[Record excerpts]
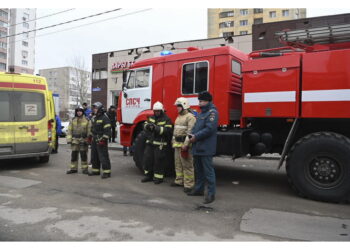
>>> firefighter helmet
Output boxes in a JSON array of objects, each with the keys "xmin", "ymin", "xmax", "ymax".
[
  {"xmin": 92, "ymin": 102, "xmax": 105, "ymax": 113},
  {"xmin": 74, "ymin": 106, "xmax": 84, "ymax": 116},
  {"xmin": 175, "ymin": 97, "xmax": 190, "ymax": 109},
  {"xmin": 153, "ymin": 102, "xmax": 164, "ymax": 111}
]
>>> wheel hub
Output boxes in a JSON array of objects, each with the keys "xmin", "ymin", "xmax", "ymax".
[{"xmin": 309, "ymin": 157, "xmax": 341, "ymax": 187}]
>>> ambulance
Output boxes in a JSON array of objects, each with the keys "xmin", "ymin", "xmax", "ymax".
[{"xmin": 0, "ymin": 72, "xmax": 56, "ymax": 163}]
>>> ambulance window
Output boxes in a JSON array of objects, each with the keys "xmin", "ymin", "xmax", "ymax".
[
  {"xmin": 135, "ymin": 69, "xmax": 149, "ymax": 88},
  {"xmin": 182, "ymin": 62, "xmax": 208, "ymax": 94},
  {"xmin": 126, "ymin": 70, "xmax": 135, "ymax": 89},
  {"xmin": 0, "ymin": 91, "xmax": 13, "ymax": 122},
  {"xmin": 232, "ymin": 60, "xmax": 241, "ymax": 76},
  {"xmin": 14, "ymin": 92, "xmax": 45, "ymax": 122}
]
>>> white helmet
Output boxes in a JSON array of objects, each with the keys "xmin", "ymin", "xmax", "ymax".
[
  {"xmin": 175, "ymin": 97, "xmax": 190, "ymax": 109},
  {"xmin": 153, "ymin": 102, "xmax": 164, "ymax": 111}
]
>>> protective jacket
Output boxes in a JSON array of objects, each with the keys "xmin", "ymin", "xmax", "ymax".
[
  {"xmin": 192, "ymin": 102, "xmax": 219, "ymax": 156},
  {"xmin": 172, "ymin": 110, "xmax": 196, "ymax": 148}
]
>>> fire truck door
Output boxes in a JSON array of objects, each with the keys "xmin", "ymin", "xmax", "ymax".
[{"xmin": 122, "ymin": 67, "xmax": 152, "ymax": 124}]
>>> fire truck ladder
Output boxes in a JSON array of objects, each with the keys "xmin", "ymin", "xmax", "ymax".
[{"xmin": 275, "ymin": 24, "xmax": 350, "ymax": 45}]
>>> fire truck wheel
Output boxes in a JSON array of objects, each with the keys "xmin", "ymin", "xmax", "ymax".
[
  {"xmin": 286, "ymin": 132, "xmax": 350, "ymax": 202},
  {"xmin": 133, "ymin": 131, "xmax": 146, "ymax": 172}
]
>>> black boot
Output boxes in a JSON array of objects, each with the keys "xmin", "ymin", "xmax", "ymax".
[
  {"xmin": 66, "ymin": 169, "xmax": 78, "ymax": 174},
  {"xmin": 203, "ymin": 194, "xmax": 215, "ymax": 204},
  {"xmin": 101, "ymin": 173, "xmax": 111, "ymax": 179},
  {"xmin": 153, "ymin": 178, "xmax": 163, "ymax": 184},
  {"xmin": 141, "ymin": 175, "xmax": 153, "ymax": 182},
  {"xmin": 187, "ymin": 189, "xmax": 204, "ymax": 196}
]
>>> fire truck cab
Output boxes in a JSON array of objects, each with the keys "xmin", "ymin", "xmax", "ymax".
[{"xmin": 118, "ymin": 25, "xmax": 350, "ymax": 202}]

[What to work on] Pick out every line in the material above that contains the word "truck", and copy those lines unchanged. Matching is case-sensitive.

[The response]
>>> fire truck door
>>> fire truck ladder
>>> fire truck wheel
>>> fire truck cab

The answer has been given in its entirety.